◆ 引用文
ピーター・ガン Peter
Gunn
(1958-1961)
Peter Gunn Set
1 Peter Gunn Set
2
(P)2002 A&E Television
(USA)
(P)2002 A&E Television
(USA)
画質★★★☆☆ 音質★★★☆☆
画質★★★☆☆ 音質★★★☆☆
DVD仕様(北米盤2枚組)
モノクロ/スタンダードサイズ/モノラル/音声:英語/字幕:なし/地域コード:ALL/400分/製作:アメリカ
映像特典
トリビア・ゲームDVD仕様(北米盤2枚組)
モノクロ/スタンダードサイズ/モノラル/音声:英語/字幕:なし/地域コード:ALL/400分/製作:アメリカ
映像特典
トリビア・ゲーム
1958年9月22日から米NBCにてスタートし、通算3シーズンに渡って放送された人気テレビ・ドラマ。中でもヘンリー・マンシーニによるテーマ曲はあまりにも有名で、現在でも“探偵モノのBGM=ピーター・ガンのテーマ”と言ってしまってもおかしくないくらいに愛され続けている。
主人公はクールな私立探偵ピーター・ガン(クレイグ・スティーヴンス)。ジャズとカクテルとイタリアン・スーツをこよなく愛する彼は、カリフォルニアはベイ・エリアの裏社会では一目置かれる存在だ。行きつけのナイトクラブ“マザース”の女性ジャズ歌手イーディ・ハート(ロラ・オールブライト)と恋仲で、マダムのマザー(ホープ・エマーソン)も良き相談相手。そんな彼が警察のジャコビー警部(ハーシェル・バーナーディ)と協力しあいながら、捜索以来を受けた様々な難事件を解決していく。
当時のアメリカでは『ドラグネット』(51〜59)を皮切りに、『裸の町』(58〜63)、『アンタッチャブル』(59〜63)などフィルム・ノワール・スタイルの犯罪サスペンス・ドラマが大人気で、本作もその流れの中で登場したドラマの1つと言っていいだろう。
しかし、後のジェームズ・ボンドを彷彿とさせるプレイボーイなピーターのキャラクターやジャズ・クラブなどを舞台にしたスタイリッシュなロケーション、ラウンジ・ジャズを散りばめたお洒落なBGMなど、かなり洒脱な大人向けの演出が当時のテレビ・ドラマとしては異色だったようだ。

◆ 掲載一覧
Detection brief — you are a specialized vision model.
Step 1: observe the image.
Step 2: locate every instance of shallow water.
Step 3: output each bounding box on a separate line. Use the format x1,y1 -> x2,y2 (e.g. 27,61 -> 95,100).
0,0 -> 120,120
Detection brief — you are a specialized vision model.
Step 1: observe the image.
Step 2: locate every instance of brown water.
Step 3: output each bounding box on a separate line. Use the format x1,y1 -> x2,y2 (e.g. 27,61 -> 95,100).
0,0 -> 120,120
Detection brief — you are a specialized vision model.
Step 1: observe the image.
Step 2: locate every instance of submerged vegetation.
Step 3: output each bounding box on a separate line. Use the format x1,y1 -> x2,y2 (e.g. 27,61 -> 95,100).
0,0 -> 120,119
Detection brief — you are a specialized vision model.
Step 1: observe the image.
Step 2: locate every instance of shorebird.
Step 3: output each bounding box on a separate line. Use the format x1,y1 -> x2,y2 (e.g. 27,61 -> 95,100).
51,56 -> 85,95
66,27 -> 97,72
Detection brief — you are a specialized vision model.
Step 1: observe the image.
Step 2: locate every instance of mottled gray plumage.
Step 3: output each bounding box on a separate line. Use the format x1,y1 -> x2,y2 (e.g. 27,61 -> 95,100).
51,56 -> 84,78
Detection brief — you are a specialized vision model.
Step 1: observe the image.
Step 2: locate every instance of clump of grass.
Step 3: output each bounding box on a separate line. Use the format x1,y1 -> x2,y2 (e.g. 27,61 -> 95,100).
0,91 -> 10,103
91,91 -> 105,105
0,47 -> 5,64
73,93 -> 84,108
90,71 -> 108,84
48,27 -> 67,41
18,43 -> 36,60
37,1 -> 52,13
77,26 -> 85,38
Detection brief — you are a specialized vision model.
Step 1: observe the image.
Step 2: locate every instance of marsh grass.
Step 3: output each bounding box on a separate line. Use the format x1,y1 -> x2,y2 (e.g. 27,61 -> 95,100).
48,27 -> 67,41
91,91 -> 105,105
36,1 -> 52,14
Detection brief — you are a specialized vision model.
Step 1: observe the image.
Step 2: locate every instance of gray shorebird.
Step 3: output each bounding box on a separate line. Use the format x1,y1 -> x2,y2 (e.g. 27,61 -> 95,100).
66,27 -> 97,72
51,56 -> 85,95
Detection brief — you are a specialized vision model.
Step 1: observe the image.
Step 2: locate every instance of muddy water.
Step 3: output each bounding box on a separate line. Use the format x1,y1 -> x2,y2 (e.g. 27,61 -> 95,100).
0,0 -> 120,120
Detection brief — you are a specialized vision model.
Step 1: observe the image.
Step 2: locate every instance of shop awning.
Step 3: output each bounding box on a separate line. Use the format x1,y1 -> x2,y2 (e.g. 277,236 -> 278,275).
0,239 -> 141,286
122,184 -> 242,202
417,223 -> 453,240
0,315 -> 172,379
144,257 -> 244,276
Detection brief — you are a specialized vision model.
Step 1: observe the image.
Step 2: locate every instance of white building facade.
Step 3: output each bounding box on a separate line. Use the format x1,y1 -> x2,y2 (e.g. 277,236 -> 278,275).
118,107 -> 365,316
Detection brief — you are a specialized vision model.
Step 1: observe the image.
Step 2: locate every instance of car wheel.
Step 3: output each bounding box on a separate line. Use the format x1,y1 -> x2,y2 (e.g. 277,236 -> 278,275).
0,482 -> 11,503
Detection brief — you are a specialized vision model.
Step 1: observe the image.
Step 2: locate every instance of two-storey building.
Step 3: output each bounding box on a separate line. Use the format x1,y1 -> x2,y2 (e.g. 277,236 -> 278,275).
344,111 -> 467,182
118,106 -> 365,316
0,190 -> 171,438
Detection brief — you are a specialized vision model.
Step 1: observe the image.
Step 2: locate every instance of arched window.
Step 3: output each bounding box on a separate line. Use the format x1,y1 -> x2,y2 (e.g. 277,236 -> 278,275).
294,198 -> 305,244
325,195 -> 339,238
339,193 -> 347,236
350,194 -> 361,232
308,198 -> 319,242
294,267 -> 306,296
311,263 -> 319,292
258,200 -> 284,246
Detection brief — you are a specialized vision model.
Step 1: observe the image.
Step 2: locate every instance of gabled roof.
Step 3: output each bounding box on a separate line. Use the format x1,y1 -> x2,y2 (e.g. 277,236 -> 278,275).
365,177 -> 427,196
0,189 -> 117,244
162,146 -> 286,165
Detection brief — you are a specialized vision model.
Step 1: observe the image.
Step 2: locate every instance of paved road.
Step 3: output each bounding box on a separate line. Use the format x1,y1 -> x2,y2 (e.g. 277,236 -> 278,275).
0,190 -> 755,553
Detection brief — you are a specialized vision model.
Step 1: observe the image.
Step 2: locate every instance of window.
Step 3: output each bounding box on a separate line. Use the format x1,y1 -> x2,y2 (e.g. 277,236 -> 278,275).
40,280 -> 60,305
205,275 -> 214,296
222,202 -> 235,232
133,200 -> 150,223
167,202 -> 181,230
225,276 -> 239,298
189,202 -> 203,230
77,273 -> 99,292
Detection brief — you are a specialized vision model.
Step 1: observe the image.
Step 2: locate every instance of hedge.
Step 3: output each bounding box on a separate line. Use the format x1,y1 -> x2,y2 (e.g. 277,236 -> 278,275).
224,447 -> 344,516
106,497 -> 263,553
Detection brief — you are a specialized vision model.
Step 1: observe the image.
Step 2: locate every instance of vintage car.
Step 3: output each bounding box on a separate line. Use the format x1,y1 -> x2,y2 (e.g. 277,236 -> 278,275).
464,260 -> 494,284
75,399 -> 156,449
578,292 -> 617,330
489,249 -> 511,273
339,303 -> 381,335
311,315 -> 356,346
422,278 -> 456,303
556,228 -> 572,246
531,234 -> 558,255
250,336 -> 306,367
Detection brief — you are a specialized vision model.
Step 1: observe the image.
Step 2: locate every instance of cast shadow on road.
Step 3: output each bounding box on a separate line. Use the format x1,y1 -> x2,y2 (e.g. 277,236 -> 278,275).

◆ 練習問題
A – 引用文によれば、このドラマの演出が当時のテレビ・ドラマとして異色だったのはなぜか。1～3文で説明せよ。
B – 一覧の中で文字列「building」を含む行を数え、その数だけを答えよ。大文字と小文字は区別する。
引用文と一覧は、それぞれ別の出典に由来する。

◆ 解答一覧
A – 後のジェームズ・ボンドを彷彿とさせるプレイボーイな主人公のキャラクター、ジャズ・クラブなどを舞台にしたスタイリッシュなロケーション、ラウンジ・ジャズを散りばめたお洒落なBGMなど、かなり洒脱な大人向けの演出がなされていたからである。

B – 2